[Stated task] Copy the records again, starting at the line that contains "TARGET = juvenile bird's grey wing" and stopping after the last line of the records. Offset every coordinate in the answers by -69, and leave all other lines unchanged.

>> Start Source data

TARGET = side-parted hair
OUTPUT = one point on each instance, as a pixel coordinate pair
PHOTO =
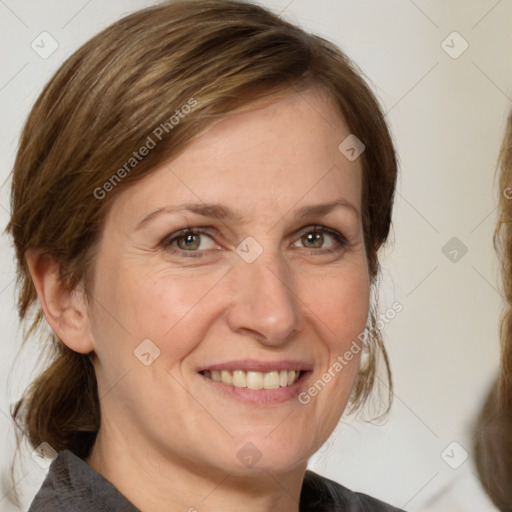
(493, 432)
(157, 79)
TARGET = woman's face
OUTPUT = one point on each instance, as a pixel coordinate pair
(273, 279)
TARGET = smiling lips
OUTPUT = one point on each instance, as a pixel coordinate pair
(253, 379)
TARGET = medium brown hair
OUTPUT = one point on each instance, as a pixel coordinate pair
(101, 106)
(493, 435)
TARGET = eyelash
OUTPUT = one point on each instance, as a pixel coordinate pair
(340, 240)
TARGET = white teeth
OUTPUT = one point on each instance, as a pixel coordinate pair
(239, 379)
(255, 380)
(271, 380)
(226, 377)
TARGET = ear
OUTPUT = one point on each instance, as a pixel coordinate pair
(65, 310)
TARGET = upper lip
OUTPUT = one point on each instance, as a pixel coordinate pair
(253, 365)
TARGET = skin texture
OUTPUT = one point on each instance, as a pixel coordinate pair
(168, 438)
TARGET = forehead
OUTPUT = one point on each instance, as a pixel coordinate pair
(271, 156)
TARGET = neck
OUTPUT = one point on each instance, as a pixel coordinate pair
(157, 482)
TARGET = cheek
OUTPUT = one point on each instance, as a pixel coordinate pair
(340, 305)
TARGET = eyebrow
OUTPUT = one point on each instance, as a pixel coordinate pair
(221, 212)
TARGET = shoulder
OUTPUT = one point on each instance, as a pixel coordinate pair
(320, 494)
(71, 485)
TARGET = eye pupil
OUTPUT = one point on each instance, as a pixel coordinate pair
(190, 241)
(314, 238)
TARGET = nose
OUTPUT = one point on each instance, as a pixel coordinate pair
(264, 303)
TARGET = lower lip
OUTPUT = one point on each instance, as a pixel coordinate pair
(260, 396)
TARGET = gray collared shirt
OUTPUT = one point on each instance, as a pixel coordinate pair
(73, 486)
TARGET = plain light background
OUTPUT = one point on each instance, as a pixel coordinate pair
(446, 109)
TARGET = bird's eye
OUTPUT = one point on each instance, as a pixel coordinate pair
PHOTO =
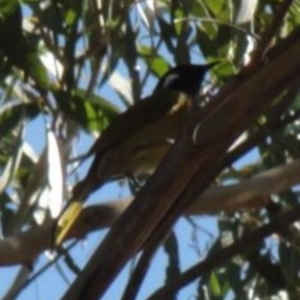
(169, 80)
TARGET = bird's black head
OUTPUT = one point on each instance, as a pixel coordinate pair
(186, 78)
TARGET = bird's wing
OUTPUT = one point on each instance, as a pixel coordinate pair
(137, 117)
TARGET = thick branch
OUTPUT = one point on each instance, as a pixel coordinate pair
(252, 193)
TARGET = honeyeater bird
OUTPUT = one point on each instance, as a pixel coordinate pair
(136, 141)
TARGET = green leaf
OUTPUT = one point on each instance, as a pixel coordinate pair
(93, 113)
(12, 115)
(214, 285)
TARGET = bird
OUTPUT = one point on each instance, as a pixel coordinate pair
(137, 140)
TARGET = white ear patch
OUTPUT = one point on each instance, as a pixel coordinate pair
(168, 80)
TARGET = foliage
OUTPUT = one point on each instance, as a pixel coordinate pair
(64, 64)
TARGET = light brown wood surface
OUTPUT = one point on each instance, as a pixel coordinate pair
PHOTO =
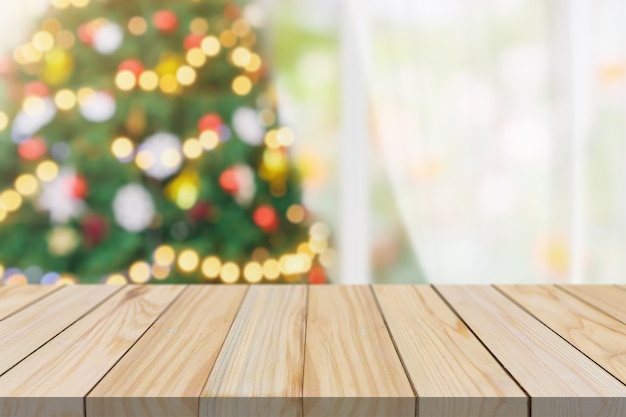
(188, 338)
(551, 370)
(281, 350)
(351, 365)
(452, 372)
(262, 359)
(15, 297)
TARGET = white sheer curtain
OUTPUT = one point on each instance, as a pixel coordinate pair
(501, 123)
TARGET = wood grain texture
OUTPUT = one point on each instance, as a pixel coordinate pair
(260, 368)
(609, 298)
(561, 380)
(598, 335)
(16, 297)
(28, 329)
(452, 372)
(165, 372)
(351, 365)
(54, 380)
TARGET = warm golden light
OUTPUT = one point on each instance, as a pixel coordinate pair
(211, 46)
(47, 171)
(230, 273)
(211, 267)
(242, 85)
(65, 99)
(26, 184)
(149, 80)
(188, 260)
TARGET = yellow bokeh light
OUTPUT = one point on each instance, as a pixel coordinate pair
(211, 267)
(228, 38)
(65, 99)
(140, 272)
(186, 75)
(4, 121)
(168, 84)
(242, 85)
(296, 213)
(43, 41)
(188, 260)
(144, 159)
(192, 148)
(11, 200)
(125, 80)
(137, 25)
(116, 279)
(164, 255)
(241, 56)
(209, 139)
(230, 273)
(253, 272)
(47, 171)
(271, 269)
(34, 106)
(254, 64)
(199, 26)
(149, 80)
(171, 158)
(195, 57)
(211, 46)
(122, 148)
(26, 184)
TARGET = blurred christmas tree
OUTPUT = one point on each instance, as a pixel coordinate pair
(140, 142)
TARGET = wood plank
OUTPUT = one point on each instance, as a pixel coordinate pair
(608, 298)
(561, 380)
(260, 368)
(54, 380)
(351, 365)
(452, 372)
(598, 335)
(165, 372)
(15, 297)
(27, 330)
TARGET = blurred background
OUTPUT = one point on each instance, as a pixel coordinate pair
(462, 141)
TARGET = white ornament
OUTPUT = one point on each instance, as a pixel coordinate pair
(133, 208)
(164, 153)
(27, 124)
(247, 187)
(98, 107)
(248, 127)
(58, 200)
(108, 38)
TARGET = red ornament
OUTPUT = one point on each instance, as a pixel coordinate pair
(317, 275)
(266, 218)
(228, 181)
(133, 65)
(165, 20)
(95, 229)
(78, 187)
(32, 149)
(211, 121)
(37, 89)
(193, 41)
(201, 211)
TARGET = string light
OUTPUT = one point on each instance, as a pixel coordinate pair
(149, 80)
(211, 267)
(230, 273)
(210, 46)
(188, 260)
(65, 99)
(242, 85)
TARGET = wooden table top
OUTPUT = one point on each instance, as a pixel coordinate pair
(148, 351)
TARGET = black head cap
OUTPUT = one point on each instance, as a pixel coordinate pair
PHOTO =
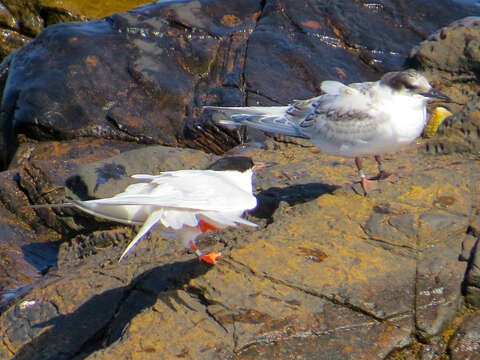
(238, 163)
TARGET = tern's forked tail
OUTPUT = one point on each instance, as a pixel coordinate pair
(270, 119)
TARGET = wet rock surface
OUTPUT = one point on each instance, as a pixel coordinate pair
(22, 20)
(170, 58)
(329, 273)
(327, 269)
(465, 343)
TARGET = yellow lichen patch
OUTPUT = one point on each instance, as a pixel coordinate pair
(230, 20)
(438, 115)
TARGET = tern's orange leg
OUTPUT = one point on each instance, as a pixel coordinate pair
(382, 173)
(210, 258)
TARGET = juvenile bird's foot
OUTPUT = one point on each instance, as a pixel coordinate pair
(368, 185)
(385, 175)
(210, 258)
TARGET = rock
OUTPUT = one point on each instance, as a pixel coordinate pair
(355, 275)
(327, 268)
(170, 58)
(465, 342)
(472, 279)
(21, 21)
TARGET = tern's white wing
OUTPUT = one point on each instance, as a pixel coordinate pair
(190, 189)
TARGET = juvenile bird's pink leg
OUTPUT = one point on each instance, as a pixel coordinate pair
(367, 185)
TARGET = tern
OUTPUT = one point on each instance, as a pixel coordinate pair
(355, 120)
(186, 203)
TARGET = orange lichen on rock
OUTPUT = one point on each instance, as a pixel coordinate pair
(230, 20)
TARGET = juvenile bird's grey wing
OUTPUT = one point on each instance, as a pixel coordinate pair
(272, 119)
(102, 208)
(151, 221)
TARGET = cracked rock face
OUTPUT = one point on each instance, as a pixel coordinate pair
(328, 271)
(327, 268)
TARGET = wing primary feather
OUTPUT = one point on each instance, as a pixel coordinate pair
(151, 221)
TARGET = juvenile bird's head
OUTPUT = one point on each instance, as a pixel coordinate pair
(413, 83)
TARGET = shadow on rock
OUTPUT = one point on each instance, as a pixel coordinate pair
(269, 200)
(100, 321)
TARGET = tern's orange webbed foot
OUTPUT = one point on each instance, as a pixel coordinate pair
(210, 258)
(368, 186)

>> End Source data

[Solution below]
TARGET = juvenile bird's grey wing
OUTPUT = one point on each instance, as a pixel coordinate pair
(203, 50)
(33, 139)
(82, 152)
TARGET = cracked rock face
OUTPUT = one point on each instance, as a pixel coordinate pair
(259, 202)
(258, 199)
TARGET = wing primary feather
OUTPUT = one point on each instance, as a pixel coordinate pair
(82, 152)
TARGET = juvenile bird's head
OUTPUT = one point on each instance, as a pixel coordinate pair
(344, 14)
TARGET = shadow on rock
OUTPUT = one point on each instance, as a pixel coordinate pair
(200, 131)
(31, 252)
TARGET = tern's orange webbed foot
OUTPUT = one point on each instance, as a pixel coordinate pair
(141, 189)
(299, 117)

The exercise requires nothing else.